▶ _ACTIVITY_:
Pull out of the data below the stretch of lines bounded by the one containing "For the audit, pick out each instance of the vegetation" and the one containing "Target: vegetation on top of wall", both bounds included, unchanged.

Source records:
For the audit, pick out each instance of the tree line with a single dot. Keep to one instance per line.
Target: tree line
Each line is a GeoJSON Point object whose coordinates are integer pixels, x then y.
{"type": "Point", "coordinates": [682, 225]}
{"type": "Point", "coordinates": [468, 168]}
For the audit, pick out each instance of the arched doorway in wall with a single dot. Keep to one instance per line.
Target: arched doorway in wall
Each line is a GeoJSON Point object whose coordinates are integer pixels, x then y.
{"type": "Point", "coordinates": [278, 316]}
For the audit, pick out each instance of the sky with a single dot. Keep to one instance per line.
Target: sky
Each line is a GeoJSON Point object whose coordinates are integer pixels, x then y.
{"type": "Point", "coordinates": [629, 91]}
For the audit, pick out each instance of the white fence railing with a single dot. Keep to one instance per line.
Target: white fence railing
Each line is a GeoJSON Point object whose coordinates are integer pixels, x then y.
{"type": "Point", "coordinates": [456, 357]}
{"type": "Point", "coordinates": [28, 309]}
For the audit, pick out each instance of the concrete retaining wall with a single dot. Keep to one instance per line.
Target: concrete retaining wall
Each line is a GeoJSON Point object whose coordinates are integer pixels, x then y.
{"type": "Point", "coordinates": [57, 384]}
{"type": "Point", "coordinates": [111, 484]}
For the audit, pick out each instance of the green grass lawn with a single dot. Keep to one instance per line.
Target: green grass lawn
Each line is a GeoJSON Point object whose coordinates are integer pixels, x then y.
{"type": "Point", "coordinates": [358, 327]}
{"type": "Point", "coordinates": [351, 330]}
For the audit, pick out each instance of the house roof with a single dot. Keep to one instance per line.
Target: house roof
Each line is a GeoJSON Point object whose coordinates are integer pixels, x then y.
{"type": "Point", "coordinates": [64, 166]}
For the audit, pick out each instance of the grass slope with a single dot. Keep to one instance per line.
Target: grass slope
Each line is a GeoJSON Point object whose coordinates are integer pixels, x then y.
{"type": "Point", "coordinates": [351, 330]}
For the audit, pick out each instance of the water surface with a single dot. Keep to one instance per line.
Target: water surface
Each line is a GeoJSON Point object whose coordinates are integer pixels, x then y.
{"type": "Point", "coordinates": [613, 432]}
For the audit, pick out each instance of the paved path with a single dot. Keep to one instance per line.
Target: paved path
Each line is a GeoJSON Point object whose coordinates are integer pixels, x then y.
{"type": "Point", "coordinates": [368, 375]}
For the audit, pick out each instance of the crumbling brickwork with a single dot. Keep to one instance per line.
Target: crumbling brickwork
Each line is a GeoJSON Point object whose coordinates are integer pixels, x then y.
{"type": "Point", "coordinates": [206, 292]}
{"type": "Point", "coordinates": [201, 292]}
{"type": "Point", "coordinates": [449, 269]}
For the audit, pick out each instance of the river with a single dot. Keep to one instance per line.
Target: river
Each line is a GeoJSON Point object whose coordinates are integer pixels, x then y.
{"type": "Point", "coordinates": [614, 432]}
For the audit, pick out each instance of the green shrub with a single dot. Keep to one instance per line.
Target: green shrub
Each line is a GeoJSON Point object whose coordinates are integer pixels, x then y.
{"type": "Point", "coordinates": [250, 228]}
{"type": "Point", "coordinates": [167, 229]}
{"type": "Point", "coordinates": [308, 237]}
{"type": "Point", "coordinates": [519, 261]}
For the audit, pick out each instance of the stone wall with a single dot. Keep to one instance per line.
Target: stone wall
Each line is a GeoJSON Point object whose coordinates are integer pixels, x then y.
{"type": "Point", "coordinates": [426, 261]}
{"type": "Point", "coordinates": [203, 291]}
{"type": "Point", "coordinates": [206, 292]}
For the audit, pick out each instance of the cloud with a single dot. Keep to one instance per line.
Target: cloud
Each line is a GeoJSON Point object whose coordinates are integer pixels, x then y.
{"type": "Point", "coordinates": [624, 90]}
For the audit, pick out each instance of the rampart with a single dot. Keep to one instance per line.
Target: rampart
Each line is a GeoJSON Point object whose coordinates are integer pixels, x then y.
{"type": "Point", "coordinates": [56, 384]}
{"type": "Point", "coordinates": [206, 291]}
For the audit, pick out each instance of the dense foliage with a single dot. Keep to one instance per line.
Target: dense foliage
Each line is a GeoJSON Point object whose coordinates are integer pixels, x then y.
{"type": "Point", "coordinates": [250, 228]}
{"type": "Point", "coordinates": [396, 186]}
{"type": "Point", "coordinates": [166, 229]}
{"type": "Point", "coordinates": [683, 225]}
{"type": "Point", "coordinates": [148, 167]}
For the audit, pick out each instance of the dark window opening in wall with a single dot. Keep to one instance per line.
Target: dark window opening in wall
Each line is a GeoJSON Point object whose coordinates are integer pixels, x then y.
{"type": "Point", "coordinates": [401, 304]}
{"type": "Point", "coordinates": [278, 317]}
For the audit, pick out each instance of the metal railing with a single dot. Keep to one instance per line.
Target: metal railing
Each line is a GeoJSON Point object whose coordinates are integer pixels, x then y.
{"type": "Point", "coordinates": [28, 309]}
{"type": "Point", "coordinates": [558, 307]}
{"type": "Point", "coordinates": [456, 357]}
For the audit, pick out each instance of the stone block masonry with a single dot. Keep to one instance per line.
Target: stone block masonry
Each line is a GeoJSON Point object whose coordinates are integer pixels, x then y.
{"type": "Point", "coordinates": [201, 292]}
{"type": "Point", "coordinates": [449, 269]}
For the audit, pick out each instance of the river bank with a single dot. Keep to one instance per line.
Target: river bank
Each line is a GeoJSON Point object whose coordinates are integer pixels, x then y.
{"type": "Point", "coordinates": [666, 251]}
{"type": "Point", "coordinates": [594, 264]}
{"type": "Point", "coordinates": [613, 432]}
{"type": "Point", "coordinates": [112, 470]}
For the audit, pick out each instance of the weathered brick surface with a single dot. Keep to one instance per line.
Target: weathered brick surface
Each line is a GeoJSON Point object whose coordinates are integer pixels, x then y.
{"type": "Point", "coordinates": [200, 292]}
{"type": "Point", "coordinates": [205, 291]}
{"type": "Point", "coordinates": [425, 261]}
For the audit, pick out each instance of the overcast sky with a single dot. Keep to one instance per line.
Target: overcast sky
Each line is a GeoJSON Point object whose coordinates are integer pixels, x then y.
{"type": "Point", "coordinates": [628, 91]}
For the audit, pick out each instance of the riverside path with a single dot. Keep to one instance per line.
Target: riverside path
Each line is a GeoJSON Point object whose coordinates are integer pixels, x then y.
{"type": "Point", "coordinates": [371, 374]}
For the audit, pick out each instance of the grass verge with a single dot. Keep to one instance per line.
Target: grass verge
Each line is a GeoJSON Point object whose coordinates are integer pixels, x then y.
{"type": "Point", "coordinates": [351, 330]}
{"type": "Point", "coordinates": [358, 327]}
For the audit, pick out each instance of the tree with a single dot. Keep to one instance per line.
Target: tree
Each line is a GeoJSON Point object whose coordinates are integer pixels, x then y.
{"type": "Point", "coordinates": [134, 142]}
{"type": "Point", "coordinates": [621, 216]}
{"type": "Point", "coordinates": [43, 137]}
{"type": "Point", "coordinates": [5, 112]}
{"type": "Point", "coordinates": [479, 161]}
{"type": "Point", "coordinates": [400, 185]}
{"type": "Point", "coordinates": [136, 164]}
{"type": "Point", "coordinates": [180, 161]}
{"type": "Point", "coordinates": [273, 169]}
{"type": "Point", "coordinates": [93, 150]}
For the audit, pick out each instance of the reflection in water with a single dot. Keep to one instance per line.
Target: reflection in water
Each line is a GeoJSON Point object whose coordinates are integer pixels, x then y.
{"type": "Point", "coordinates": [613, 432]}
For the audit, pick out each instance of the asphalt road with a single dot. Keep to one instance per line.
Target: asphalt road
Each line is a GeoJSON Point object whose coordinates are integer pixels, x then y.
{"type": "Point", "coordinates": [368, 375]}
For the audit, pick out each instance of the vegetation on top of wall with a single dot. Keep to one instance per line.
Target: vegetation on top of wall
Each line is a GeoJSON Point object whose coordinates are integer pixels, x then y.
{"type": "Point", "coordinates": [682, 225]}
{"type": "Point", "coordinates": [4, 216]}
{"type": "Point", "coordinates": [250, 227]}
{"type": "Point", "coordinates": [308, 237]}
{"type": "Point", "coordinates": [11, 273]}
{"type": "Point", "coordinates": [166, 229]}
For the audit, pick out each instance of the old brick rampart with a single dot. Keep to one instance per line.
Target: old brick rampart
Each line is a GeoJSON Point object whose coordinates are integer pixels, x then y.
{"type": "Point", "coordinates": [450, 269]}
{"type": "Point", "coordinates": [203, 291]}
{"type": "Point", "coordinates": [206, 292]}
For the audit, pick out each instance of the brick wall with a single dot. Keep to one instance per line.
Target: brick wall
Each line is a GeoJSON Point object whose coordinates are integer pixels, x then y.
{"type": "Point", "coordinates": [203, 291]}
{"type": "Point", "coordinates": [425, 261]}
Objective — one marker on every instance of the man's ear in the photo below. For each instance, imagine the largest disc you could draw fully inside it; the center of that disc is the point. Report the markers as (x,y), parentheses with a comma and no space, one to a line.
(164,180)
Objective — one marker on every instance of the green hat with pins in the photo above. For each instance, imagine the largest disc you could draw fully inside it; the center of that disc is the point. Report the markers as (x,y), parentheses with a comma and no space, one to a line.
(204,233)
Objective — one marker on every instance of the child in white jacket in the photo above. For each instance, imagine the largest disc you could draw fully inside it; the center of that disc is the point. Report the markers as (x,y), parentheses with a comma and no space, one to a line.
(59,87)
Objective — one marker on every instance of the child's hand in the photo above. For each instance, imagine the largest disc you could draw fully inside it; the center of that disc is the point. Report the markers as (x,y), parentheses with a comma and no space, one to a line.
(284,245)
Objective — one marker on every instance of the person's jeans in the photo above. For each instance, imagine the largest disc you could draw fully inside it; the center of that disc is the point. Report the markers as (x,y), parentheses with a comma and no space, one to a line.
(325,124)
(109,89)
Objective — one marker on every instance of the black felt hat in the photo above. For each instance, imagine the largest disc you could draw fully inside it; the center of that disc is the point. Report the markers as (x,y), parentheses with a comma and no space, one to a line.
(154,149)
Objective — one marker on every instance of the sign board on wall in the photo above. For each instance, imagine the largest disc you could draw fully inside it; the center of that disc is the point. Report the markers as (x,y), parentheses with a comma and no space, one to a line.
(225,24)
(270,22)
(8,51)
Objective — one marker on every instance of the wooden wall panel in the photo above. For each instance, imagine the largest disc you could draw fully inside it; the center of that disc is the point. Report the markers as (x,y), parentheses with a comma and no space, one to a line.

▶ _ANSWER AREA_:
For the audit, pick out each instance of the vegetation on top of wall with a single dot. Keep to one instance per line.
Target: vegetation on top of wall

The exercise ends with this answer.